Task statement » Name every phase of the review workflow that the README below lists, in the order given.

Source text »
--*--
README

What This Skill Does

codi-pr-review is a built-in skill that takes a GitHub pull request through a five-phase review: discover (gh pr view / diff / checks), review (delegated to a PR-aware reviewer agent), verify (two-pass: claims vs. reality, then self-critique), document (persists a structured markdown report under docs/ using the [PR_REVIEW] category tag), and publish (posts via gh pr review --request-changes|--approve|--comment). Output follows OWASP-aligned severity (Critical/High/Medium/Low), Conventional Comments labels, and the Google eng-practices spirit of balancing code health vs. forward progress.

Directory Structure

pr-review/
├── template.ts                          TypeScript template literal with SKILL.md content + frontmatter
├── index.ts                             Exports template and staticDir (required by skill-template-loader)
├── README.md                            This file — developer documentation
├── evals/
│   └── evals.json                       10 test cases (5 positive, 1 slash-command, 4 negative)
├── references/
│   ├── severity-mapping.md              OWASP × Conventional Comments × decorator table with worked examples
│   └── pr-review-template.md            The markdown skeleton the skill emits in Phase 4
└── agents/
    └── pr-reviewer.md                   PR-aware reviewer agent prompt (3-pass: find → verify claims → self-critique)

Workflow

Phase 1 — Discover. The agent resolves the PR number (from $ARGUMENTS or gh pr list), then pulls metadata, file inventory, and CI state. Review scale is decided from LOC changed: inline for small PRs, delegate to pr-reviewer agent for medium/large PRs.
Phase 2 — Review. Either inline or via agents/pr-reviewer.md. Every finding carries severity + Conventional Comments label + decorator + file:line citation + CWE for security findings.
Phase 3 — Verify. Two passes. Pass 1 walks every claim in the PR description and greps the diff for the claimed symbols — defined-but-unused is flagged CRITICAL for security-sensitive claims. Pass 2 drops unverifiable or opinion-only findings.
--*--
Dataset records »
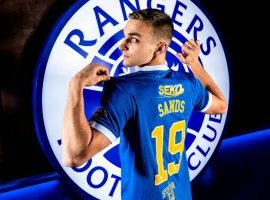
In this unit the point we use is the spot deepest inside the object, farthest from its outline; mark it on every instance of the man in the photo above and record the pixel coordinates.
(149, 110)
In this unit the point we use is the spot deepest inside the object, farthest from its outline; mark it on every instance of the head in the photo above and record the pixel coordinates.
(148, 34)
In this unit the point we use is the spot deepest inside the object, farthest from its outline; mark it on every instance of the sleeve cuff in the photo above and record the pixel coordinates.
(208, 104)
(106, 132)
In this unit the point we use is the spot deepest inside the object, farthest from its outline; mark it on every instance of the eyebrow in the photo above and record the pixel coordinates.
(134, 34)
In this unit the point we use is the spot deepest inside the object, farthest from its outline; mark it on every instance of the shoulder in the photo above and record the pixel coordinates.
(182, 75)
(116, 85)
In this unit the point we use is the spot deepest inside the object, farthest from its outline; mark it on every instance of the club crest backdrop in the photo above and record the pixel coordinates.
(91, 31)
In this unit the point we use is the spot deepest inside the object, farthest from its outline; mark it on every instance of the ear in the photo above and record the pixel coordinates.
(161, 48)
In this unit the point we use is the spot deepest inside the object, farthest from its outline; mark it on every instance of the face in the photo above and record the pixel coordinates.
(139, 44)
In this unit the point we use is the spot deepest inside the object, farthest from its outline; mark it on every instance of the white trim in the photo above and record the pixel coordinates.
(152, 68)
(106, 132)
(208, 104)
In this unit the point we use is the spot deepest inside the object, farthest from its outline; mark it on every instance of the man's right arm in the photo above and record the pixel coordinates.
(80, 142)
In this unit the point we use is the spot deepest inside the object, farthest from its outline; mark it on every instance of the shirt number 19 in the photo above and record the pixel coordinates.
(173, 149)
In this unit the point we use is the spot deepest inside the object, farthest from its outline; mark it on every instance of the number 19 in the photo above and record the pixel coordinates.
(173, 149)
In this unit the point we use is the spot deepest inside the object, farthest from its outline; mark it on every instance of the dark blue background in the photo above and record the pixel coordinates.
(236, 170)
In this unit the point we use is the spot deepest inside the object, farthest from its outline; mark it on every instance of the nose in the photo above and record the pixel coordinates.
(123, 45)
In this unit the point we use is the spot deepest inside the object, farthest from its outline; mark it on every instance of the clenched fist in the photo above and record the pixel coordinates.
(91, 75)
(190, 52)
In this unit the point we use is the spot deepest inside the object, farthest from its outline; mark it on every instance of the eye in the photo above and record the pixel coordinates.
(134, 40)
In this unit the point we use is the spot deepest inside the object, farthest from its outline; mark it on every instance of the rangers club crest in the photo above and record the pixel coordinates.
(91, 31)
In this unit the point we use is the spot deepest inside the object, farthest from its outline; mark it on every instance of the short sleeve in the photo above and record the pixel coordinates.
(203, 98)
(115, 110)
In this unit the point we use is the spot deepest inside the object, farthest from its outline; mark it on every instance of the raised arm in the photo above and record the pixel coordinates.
(80, 142)
(189, 56)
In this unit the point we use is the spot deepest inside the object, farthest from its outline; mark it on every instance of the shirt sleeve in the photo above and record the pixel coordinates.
(115, 110)
(203, 98)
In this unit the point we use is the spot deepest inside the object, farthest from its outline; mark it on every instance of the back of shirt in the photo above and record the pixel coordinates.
(150, 110)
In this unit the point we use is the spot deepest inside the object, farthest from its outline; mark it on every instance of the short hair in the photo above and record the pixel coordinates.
(159, 20)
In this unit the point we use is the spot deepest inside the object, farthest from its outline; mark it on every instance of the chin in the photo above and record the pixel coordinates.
(127, 64)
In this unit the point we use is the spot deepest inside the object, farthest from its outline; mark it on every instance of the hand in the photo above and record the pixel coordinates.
(190, 52)
(91, 75)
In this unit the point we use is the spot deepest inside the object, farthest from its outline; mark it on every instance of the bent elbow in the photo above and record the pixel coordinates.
(223, 107)
(72, 162)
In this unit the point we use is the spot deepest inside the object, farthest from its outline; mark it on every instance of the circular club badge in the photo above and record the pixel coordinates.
(91, 31)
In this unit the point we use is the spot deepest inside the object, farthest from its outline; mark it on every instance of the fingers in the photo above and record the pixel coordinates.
(192, 44)
(102, 73)
(181, 57)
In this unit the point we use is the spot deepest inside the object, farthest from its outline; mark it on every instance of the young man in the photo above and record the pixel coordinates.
(149, 110)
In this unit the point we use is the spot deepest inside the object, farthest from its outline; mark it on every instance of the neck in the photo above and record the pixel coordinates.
(155, 61)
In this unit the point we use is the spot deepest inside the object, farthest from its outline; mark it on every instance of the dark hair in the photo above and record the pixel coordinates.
(159, 20)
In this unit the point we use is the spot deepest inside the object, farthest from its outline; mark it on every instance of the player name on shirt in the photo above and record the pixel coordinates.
(172, 105)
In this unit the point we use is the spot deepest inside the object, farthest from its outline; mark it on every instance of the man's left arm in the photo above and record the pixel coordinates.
(190, 56)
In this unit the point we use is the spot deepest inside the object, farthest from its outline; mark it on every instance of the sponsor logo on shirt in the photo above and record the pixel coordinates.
(91, 31)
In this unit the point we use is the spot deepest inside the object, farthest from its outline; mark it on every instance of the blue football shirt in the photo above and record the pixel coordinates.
(149, 110)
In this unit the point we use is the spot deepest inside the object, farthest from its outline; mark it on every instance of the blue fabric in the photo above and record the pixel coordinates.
(150, 110)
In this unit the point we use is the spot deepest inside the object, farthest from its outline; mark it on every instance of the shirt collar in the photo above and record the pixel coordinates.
(152, 68)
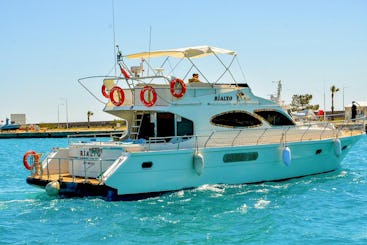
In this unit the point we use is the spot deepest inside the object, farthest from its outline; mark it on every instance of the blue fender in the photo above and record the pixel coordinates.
(337, 147)
(198, 163)
(287, 156)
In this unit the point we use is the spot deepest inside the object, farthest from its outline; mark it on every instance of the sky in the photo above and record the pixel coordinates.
(46, 46)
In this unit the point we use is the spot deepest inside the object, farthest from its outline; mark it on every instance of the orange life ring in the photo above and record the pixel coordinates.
(104, 92)
(177, 84)
(25, 159)
(120, 95)
(151, 92)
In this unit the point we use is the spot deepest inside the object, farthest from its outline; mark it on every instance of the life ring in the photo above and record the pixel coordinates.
(25, 159)
(177, 84)
(151, 92)
(120, 95)
(104, 92)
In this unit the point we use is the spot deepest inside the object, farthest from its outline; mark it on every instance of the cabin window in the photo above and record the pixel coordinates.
(235, 119)
(147, 164)
(275, 118)
(185, 127)
(240, 157)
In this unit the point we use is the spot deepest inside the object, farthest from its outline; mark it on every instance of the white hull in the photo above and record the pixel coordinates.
(174, 170)
(183, 134)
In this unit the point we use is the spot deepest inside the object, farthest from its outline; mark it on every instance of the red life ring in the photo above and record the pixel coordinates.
(25, 159)
(120, 95)
(151, 92)
(104, 92)
(177, 84)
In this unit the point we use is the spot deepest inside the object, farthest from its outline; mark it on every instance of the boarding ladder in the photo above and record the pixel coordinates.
(136, 124)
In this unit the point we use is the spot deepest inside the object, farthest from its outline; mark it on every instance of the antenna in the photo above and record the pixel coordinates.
(150, 44)
(114, 35)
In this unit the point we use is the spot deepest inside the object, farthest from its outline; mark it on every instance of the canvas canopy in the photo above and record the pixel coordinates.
(190, 52)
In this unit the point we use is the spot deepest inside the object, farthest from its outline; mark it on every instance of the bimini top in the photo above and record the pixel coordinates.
(190, 52)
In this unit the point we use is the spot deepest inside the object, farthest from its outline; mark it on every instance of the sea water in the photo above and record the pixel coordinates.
(321, 209)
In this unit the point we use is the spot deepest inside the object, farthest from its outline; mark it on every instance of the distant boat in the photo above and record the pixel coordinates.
(9, 126)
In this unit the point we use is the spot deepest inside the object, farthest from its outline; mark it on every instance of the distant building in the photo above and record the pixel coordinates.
(361, 109)
(18, 119)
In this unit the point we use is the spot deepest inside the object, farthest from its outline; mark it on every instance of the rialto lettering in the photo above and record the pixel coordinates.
(222, 98)
(91, 152)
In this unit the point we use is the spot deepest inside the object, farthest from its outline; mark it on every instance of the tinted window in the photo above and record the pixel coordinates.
(240, 157)
(275, 118)
(235, 119)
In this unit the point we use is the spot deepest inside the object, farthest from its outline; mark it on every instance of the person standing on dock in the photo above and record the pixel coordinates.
(354, 110)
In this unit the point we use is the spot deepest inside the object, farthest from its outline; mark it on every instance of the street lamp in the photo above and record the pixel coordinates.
(66, 112)
(343, 97)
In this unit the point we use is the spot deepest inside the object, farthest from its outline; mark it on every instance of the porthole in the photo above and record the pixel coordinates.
(147, 164)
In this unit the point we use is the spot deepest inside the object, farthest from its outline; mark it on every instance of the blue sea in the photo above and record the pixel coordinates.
(321, 209)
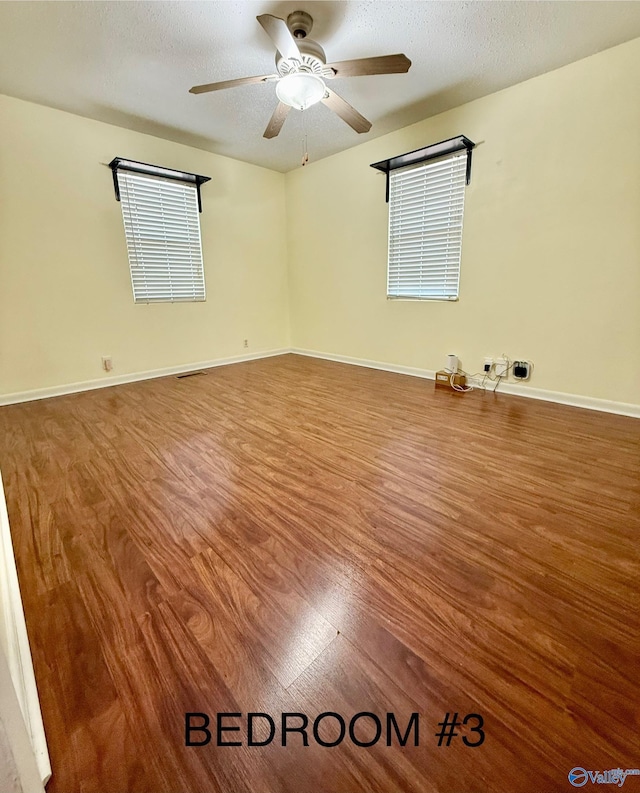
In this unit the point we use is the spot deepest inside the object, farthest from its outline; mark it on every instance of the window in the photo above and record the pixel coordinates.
(162, 230)
(426, 204)
(425, 190)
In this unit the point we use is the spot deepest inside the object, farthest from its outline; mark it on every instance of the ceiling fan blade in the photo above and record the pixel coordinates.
(280, 34)
(346, 112)
(203, 89)
(277, 120)
(383, 64)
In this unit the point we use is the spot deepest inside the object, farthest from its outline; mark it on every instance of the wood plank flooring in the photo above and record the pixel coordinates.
(295, 535)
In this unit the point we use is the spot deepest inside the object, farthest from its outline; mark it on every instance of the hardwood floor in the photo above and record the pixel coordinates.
(298, 536)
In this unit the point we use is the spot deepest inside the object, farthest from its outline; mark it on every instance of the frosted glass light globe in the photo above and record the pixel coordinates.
(300, 90)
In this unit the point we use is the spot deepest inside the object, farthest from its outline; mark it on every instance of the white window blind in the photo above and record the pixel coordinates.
(426, 205)
(162, 229)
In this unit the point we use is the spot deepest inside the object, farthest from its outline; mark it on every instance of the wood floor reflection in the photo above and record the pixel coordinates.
(296, 535)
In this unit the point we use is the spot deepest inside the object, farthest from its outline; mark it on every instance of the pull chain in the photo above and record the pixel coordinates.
(305, 153)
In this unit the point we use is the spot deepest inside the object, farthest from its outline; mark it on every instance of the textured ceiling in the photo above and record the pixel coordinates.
(132, 63)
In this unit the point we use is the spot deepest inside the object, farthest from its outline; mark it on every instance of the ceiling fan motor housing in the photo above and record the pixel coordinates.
(300, 24)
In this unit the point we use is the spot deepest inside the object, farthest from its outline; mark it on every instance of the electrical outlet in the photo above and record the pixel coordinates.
(521, 370)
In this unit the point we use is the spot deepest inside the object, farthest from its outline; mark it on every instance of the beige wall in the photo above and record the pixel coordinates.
(65, 291)
(551, 247)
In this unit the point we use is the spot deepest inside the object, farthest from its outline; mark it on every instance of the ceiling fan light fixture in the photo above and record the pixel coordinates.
(300, 90)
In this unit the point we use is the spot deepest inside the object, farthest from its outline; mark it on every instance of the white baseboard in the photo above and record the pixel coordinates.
(14, 646)
(516, 389)
(107, 381)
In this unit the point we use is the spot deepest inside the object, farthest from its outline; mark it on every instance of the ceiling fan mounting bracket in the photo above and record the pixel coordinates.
(300, 24)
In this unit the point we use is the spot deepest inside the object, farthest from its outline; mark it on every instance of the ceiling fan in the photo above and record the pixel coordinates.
(302, 68)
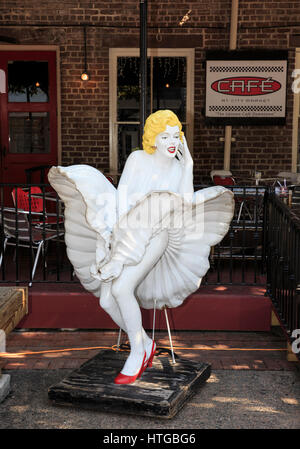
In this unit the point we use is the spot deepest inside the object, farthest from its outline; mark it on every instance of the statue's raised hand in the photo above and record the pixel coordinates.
(185, 155)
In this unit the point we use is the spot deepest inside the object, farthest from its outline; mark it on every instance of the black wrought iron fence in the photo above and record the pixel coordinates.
(33, 249)
(239, 258)
(282, 243)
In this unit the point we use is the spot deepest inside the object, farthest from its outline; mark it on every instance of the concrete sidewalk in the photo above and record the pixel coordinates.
(252, 386)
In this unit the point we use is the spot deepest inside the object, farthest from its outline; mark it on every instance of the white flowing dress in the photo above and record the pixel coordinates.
(94, 234)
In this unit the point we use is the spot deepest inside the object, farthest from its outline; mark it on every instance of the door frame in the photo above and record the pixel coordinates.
(20, 48)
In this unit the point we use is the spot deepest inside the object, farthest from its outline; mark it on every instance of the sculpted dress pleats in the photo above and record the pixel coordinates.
(147, 242)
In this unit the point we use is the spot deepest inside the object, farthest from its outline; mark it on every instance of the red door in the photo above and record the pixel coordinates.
(28, 113)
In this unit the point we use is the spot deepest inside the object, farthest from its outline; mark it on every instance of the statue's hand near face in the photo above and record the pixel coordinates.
(184, 154)
(111, 270)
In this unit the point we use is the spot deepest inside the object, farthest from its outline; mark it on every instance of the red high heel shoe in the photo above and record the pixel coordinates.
(123, 379)
(153, 350)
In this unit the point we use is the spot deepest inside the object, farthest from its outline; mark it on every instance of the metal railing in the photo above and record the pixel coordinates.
(282, 247)
(237, 260)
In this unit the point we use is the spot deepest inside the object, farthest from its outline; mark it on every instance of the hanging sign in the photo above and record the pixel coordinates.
(246, 91)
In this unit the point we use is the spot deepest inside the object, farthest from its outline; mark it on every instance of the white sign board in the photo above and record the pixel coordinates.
(246, 89)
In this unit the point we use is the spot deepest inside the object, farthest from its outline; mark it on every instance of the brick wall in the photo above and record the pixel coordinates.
(85, 110)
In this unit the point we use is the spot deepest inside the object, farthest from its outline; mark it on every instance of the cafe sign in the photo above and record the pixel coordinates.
(241, 91)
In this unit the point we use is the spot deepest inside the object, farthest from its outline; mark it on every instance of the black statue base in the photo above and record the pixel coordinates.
(160, 392)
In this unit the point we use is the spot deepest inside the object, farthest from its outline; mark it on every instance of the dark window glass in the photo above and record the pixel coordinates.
(129, 89)
(29, 132)
(28, 81)
(169, 85)
(128, 141)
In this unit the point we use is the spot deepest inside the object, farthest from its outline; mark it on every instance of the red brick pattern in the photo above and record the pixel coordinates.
(223, 350)
(263, 24)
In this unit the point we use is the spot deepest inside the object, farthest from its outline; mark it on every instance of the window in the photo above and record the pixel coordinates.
(170, 86)
(296, 116)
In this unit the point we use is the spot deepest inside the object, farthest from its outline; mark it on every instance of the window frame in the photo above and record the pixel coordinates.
(45, 48)
(114, 53)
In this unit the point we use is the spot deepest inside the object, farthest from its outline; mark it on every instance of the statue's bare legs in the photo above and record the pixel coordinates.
(119, 301)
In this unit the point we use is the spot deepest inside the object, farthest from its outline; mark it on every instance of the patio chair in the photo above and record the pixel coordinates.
(19, 230)
(32, 199)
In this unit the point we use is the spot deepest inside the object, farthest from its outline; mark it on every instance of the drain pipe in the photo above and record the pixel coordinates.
(232, 46)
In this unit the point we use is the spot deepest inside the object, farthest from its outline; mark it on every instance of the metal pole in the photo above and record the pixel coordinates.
(232, 46)
(143, 66)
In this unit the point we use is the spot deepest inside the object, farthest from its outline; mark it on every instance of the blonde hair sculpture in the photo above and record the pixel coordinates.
(155, 124)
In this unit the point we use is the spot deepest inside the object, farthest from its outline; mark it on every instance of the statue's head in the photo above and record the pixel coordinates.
(155, 124)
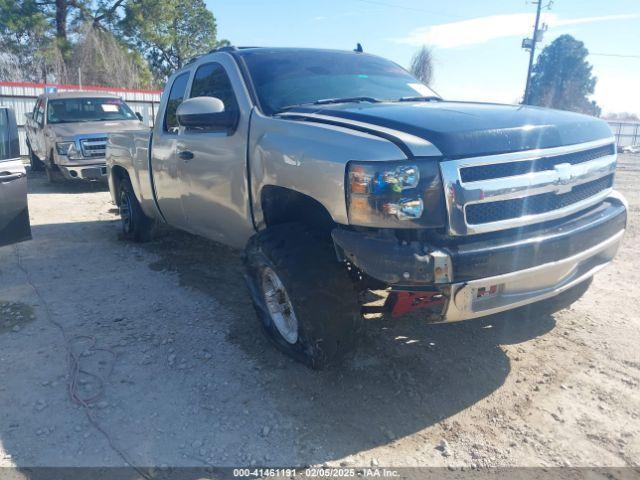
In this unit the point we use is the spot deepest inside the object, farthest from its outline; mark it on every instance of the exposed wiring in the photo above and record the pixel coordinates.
(75, 368)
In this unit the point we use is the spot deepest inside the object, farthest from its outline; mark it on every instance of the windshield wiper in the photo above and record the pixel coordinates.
(328, 101)
(429, 98)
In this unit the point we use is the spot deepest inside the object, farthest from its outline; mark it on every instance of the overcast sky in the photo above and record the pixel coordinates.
(476, 43)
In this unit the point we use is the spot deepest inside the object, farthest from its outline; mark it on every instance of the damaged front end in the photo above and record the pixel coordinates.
(459, 278)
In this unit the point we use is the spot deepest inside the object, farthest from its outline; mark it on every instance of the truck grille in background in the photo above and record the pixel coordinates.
(501, 170)
(93, 147)
(536, 204)
(498, 192)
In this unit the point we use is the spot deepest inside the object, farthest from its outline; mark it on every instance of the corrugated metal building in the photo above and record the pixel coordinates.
(627, 133)
(22, 98)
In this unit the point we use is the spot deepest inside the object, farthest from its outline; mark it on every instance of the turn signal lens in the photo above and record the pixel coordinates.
(405, 209)
(384, 193)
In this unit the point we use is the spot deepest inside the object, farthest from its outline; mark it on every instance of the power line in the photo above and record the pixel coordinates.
(532, 48)
(615, 55)
(404, 7)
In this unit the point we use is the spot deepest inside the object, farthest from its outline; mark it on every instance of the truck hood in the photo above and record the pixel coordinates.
(69, 130)
(460, 129)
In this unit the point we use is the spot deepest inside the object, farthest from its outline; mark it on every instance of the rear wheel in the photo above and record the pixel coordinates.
(134, 223)
(303, 297)
(54, 175)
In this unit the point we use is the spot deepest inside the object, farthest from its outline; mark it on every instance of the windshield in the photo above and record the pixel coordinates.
(70, 110)
(288, 77)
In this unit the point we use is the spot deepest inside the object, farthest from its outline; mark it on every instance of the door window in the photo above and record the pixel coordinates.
(39, 114)
(176, 96)
(211, 80)
(5, 135)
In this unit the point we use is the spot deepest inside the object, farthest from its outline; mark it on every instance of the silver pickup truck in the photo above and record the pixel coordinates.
(338, 172)
(67, 133)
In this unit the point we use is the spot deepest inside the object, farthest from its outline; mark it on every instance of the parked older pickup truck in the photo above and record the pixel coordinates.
(67, 133)
(339, 172)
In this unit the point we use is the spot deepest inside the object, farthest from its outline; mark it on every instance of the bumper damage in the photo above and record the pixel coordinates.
(84, 172)
(494, 273)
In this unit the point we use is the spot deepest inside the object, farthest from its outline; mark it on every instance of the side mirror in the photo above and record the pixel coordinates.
(206, 113)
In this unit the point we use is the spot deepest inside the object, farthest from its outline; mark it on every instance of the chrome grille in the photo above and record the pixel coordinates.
(501, 170)
(93, 147)
(498, 192)
(546, 202)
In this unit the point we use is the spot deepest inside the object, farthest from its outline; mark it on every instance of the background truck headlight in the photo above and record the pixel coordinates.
(69, 149)
(395, 194)
(64, 147)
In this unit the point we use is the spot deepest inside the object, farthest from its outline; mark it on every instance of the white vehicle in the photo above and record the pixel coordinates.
(67, 133)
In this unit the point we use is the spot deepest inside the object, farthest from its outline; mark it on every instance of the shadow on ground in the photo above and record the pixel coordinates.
(38, 184)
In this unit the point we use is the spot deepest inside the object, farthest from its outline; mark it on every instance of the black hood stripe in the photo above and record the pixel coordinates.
(404, 141)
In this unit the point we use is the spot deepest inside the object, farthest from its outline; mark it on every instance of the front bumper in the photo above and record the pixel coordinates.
(94, 171)
(496, 272)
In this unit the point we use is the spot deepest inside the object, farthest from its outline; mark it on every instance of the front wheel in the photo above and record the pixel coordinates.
(303, 297)
(135, 224)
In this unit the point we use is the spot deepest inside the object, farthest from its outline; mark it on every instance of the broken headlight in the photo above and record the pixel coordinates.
(395, 194)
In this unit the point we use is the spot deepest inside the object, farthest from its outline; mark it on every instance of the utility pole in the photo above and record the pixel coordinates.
(530, 44)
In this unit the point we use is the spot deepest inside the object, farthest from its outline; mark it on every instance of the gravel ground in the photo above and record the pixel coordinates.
(188, 378)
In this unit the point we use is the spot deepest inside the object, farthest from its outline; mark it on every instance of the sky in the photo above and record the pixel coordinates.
(476, 43)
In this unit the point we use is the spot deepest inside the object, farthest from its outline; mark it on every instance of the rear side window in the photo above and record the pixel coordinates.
(176, 96)
(211, 80)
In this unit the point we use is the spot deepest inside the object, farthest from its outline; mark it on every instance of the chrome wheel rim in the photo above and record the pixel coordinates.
(125, 211)
(279, 306)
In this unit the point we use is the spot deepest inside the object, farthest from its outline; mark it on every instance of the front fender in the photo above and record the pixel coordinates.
(309, 158)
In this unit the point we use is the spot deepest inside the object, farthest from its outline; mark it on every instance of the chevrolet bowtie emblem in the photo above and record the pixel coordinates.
(564, 181)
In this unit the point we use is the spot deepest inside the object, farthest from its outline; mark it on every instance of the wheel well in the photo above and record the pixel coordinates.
(118, 174)
(283, 205)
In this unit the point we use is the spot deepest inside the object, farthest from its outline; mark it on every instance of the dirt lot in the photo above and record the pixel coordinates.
(190, 380)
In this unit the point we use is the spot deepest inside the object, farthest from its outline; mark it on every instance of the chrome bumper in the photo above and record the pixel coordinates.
(491, 295)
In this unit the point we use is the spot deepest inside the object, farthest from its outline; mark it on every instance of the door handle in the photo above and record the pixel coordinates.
(185, 155)
(8, 177)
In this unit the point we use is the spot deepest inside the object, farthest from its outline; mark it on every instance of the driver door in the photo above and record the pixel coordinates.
(14, 213)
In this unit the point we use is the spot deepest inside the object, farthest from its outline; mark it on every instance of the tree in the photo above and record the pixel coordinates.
(38, 32)
(422, 65)
(169, 32)
(24, 33)
(562, 77)
(104, 60)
--*--
Reply to the task » Discover, review, verify, document, publish.